Your instructions: Can you restate the lines of the entries below, word for word, from the first one through the line that includes "mark the lava flow | one pin per instance."?

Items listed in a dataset
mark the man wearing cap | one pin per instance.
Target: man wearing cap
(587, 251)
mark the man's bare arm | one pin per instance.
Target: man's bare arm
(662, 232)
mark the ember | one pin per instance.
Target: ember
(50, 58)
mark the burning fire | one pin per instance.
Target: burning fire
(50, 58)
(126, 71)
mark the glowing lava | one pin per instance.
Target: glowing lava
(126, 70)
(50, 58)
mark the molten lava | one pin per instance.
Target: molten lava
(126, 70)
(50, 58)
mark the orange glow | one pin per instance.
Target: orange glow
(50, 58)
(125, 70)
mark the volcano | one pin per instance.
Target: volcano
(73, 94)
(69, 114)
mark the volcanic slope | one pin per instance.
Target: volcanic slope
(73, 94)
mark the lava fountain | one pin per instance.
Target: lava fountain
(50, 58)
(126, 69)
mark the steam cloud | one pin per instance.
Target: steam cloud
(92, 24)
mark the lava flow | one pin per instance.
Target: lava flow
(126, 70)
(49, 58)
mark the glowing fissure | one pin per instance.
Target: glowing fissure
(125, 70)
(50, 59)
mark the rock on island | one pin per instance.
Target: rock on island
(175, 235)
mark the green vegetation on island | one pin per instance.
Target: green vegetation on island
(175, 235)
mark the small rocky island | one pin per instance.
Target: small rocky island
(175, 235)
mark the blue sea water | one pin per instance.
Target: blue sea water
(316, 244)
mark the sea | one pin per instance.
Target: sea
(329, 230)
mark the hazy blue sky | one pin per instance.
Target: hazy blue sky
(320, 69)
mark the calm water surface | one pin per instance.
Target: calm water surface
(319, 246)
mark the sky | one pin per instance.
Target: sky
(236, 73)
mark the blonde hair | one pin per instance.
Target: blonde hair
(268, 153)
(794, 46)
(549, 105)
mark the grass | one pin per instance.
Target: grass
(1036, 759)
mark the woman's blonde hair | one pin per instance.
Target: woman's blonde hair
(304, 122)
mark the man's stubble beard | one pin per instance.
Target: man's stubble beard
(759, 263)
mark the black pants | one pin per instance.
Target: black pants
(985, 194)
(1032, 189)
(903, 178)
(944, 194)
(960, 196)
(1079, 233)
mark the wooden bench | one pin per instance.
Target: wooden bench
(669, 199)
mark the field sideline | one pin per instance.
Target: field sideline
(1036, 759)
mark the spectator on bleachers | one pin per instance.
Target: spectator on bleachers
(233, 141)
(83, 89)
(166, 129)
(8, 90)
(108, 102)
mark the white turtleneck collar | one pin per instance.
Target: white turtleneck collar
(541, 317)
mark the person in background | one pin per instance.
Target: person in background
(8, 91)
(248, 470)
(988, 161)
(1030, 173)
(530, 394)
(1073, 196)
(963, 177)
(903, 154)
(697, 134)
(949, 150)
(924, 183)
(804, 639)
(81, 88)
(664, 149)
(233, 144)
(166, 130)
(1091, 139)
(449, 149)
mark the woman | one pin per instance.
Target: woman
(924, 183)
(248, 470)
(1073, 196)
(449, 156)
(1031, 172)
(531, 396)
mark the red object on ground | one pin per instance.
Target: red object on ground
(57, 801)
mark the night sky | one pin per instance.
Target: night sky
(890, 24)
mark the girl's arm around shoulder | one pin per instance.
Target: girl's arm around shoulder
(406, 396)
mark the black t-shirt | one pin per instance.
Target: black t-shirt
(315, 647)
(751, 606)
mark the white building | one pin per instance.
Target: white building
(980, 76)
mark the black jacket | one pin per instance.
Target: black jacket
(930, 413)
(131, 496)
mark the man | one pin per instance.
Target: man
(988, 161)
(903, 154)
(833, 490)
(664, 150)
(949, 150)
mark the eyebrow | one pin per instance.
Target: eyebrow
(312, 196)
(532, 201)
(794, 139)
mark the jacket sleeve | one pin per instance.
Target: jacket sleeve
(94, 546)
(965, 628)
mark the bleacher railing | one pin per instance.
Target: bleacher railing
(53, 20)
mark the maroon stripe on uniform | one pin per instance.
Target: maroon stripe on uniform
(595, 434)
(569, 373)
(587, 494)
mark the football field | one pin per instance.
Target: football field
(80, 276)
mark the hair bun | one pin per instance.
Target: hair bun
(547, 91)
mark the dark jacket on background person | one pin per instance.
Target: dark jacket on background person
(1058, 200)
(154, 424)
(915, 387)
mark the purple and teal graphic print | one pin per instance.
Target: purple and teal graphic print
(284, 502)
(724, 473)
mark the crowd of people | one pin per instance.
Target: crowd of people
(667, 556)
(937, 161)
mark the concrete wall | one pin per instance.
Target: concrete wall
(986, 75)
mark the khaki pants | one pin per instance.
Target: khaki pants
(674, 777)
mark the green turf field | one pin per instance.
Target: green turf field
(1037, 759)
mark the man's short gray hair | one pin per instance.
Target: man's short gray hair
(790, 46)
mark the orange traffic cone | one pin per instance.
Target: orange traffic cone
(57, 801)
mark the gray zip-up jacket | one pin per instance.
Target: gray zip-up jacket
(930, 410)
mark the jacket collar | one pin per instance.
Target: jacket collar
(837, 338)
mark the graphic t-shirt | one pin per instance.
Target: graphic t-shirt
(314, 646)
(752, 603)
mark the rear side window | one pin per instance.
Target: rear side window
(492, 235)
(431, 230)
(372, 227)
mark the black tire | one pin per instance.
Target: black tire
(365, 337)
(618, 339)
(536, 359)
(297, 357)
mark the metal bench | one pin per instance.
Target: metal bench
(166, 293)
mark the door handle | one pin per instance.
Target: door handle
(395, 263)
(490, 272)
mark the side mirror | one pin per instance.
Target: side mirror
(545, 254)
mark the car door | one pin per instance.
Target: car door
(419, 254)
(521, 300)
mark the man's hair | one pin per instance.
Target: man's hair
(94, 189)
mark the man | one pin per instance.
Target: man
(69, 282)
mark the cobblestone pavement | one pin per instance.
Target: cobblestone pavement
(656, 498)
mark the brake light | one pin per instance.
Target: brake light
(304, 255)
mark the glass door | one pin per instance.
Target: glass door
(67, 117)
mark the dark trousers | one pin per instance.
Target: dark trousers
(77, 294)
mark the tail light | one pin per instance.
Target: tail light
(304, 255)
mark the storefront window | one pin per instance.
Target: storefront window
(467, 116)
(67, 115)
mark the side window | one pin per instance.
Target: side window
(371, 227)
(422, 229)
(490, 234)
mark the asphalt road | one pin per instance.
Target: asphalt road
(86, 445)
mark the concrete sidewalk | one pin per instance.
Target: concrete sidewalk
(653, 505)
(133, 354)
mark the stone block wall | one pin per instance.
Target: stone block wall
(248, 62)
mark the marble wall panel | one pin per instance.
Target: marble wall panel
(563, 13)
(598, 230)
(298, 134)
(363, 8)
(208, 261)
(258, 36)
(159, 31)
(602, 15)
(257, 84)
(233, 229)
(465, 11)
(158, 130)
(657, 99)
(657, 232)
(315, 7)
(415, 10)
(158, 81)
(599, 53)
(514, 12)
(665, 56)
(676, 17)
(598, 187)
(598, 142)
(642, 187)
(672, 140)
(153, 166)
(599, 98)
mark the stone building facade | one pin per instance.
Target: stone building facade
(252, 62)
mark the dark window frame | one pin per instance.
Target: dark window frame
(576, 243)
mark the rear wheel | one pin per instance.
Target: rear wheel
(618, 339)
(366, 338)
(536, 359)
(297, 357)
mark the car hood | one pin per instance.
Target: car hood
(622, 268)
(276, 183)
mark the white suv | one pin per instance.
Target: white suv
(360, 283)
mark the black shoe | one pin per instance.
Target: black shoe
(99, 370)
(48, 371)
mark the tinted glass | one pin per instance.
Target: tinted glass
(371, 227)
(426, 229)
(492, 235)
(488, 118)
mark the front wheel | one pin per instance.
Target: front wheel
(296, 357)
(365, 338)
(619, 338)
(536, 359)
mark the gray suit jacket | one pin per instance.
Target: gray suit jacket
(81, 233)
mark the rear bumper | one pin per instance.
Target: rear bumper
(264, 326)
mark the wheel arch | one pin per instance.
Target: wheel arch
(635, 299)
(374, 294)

Finished exercise:
mark the man wearing cap | one pin per instance.
Target: man wearing cap
(587, 251)
mark the man's bare arm | one pin per instance.
Target: man's bare arm
(662, 232)
mark the ember | one pin per instance.
Target: ember
(50, 58)
mark the burning fire | one pin per instance.
Target: burning fire
(50, 58)
(126, 71)
mark the glowing lava | one pin per instance.
Target: glowing lava
(126, 70)
(50, 58)
mark the molten lava | one pin per instance.
Target: molten lava
(126, 70)
(50, 58)
mark the orange glow | one pin per instance.
Target: orange glow
(50, 58)
(125, 70)
mark the volcano | one pin per instance.
Target: volcano
(73, 94)
(69, 114)
mark the volcanic slope | one pin per instance.
Target: volcanic slope
(73, 94)
mark the lava fountain | one pin per instance.
Target: lava fountain
(50, 58)
(126, 69)
mark the steam cloud | one pin per instance.
Target: steam cloud
(92, 24)
mark the lava flow | one pin per instance.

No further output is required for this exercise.